- **WRITTEN TASK A**
In the travel blog excerpt about Taganga, where does Neda find lodging?

- **DOCUMENT EXCERPT**

This feels good - breaking new ground after 3 months of re-riding through Central America. Although it was nice to actually see these countries properly instead of blasting through it the first time, there is nothing like riding into the unknown, the unexplored. I don't regret our boomerang tour, but re-tracing some of the same routes felt a bit stale, like drinking microwaved water.


Stopping for a scenic break on the road between Santa Marta and Taganga

Santa Marta is a fair-sized city, but Neda has us bypassing it and heading over the sea-side mountains to the tiny beach-resort town of Taganga. It'll be less hectic than the city, but still close enough to Santa Marta to run errands if we need to. The road between the two towns is twisty and winds high along the coastline to give a terrific view of the shore below.


Taganga coming into view, nestled in the cove of the green Carribean coastal mountains

Taganga is a paradise! The temperature is hot, and it doesn't seem to rain very much on the coast. There's very little humidity and most importantly - no mosquitoes! Perfect place to drop all our bags (and panniers and topcases) and just catch our breath. Neda finds us lodging at the Tayrona Dive Center, a huge complex that caters to scuba divers. Since it's off sea-season, we get the largest room in the building!

Even though we've only booked this place for four days I have a feeling we'll be staying here for a while...


Pretty much all we do all day


Also some of this as well...

Taganga is a two-street town, and during the day we walk along the shoreline to grab a bite to eat and check things out. On the weekends, tourists and residents from Santa Marta all flock here to catch a lancha (boat) to take them to the pretty beaches near Tayrona National Park, just around the corner. However, during the week, the place is basically deserted and it feels like we have the town all to ourselves!


A typical Taganga weekend


Bye bye, tourists! We live here now.


Street performers play for the weekend crowd


I think this is one of the indigenous Colombians. He looks like a hippy!


A bit of drama at the Tayrona Dive Center

There's a bunch of shacks and small houses next to the place we're staying, and there are always kids out in the yard playing and lighting firecrackers all hours of the day and night. One afternoon, our room becomes filled with smoke and we quickly realize that it's coming from outside!

I race downstairs to see that a fire has started in the dry grass on the front yard, not 50m away from our parked bikes. I tell Neda to be ready to move the motorcycles in case the fire spreads, and I race out to help the owner of the hotel, and the owner of the attached restaurant to form a water bucket line to help put the fire out.

- **MATERIAL**

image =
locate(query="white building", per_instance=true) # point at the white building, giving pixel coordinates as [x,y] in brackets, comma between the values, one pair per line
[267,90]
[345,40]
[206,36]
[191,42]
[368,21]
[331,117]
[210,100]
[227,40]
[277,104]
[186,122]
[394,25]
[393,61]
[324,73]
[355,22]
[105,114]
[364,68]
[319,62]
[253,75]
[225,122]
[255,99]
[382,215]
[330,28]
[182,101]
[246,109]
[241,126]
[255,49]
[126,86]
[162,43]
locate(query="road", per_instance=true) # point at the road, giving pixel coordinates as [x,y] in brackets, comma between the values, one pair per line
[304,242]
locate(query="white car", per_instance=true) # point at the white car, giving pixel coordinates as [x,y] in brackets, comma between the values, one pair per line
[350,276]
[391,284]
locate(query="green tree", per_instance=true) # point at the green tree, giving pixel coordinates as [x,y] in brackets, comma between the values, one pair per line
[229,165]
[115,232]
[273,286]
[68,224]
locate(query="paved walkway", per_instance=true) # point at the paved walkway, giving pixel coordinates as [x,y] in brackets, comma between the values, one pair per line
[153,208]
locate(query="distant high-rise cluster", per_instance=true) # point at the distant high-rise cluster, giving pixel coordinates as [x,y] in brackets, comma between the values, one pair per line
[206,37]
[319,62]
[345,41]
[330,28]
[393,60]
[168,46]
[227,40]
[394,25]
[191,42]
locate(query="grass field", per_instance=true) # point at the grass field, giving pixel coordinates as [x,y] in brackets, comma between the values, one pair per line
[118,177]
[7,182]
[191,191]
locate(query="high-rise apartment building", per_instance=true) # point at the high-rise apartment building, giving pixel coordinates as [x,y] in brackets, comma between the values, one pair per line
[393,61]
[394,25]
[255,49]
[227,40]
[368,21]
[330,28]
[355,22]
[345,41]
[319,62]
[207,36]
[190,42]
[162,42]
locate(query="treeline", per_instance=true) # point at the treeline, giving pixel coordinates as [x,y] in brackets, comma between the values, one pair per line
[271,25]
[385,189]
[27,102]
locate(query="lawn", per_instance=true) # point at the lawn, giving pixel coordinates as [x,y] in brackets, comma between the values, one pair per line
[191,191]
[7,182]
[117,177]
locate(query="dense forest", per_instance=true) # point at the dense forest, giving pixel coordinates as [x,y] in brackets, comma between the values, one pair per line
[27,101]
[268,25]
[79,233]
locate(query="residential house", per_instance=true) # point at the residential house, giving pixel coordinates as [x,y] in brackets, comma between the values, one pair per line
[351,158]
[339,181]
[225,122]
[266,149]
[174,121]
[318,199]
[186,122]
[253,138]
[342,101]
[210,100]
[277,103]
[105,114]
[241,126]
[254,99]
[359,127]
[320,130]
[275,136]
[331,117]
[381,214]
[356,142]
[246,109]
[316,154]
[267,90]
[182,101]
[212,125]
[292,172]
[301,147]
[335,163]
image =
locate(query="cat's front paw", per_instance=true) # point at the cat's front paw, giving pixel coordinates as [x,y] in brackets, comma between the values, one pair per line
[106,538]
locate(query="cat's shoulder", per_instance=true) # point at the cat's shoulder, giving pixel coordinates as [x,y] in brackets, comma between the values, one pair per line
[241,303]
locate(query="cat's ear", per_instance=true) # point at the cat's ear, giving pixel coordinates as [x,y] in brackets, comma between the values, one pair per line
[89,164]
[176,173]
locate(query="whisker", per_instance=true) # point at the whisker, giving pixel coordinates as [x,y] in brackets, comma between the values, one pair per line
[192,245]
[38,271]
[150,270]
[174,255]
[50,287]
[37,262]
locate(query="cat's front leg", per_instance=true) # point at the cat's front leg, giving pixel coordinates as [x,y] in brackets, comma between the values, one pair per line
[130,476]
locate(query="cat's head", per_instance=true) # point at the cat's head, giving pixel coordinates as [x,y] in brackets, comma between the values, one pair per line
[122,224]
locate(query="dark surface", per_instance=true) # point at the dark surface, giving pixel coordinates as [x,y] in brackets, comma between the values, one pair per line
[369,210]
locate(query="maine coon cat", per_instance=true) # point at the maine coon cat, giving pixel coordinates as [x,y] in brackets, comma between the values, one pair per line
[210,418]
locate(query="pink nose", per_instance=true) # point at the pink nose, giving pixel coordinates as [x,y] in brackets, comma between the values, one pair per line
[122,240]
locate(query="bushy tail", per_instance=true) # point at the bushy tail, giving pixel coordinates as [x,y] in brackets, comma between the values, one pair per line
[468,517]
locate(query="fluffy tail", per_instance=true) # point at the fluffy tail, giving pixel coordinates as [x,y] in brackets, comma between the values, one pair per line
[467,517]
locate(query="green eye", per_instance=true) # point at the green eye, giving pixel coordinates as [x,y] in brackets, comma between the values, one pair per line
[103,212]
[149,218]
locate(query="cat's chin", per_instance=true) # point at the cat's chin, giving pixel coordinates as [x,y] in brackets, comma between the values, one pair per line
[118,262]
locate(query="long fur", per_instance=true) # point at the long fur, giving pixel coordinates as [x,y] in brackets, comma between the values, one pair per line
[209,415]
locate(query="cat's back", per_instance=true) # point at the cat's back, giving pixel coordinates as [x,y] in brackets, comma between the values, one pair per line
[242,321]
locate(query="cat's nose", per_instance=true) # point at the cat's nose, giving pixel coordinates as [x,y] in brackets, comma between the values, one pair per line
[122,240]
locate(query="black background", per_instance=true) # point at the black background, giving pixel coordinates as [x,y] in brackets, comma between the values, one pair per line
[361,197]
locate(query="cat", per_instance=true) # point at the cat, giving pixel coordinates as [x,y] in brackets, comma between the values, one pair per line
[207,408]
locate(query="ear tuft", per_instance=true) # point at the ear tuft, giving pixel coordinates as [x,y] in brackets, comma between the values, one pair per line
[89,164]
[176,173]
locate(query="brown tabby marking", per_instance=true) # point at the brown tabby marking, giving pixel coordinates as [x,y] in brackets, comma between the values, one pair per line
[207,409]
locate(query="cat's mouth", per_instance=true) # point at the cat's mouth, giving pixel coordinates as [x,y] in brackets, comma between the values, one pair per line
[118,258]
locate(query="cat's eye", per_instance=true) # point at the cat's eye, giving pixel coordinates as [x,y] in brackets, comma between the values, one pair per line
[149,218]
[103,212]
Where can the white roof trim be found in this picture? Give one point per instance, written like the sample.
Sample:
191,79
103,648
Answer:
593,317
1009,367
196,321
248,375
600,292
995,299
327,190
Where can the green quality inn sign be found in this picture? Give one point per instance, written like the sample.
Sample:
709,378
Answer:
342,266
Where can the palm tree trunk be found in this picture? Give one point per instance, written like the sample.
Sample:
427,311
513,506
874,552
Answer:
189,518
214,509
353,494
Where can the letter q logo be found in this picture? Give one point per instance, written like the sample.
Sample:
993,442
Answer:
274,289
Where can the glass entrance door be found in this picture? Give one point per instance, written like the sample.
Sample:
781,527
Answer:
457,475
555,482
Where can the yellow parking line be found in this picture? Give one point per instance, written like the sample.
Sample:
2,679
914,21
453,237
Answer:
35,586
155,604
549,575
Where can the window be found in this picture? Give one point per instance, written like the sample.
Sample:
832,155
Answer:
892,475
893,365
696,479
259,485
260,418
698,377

- **WRITTEN TASK B**
Pick out every line of the listing above that contains the string "Give", and copy each of those lines unchanged.

- **TASK ANSWER A**
The Tayrona Dive Center.

- **TASK ANSWER B**
Where can the white roof trim be found in this picture? Give one point per instance, written like the sample.
Where can the green quality inn sign be found in this picture? Give one point per instance, written like the sample.
Where can the palm tree trunk be found in this picture? Give one point per instance, written like the sample.
Where can the letter q logo be found in this picture? Give one point per instance, written like the sample.
Where can the glass entrance door be found in this picture? Give one point per instance, written like the sample.
Where can the yellow parking line be found in this picture? Give one point per instance, written like the sample.
Where can the window be found in this picture? Give one point per instance, written like the sample.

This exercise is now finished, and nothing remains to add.